# ABOUT THIS TASK:
All of the data should be output character for character, except the pictures.

(Saved entries)
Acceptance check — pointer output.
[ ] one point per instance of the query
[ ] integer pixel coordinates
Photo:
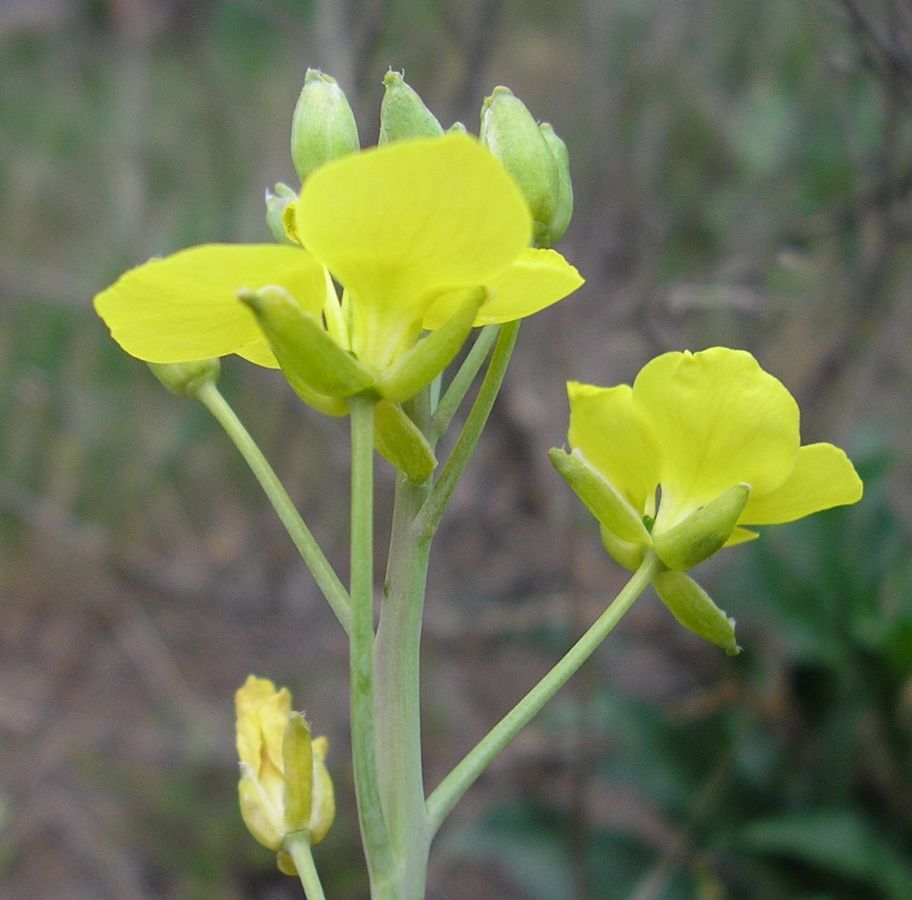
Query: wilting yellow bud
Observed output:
(284, 785)
(323, 126)
(510, 132)
(403, 113)
(186, 379)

# EXERCISE SOLUTION:
Acceptance check — pointer output.
[ ] one point per instance of the query
[ ] integer pixel coordinates
Photo:
Query: wilting yellow bud
Observed output:
(284, 785)
(323, 126)
(510, 132)
(403, 113)
(186, 379)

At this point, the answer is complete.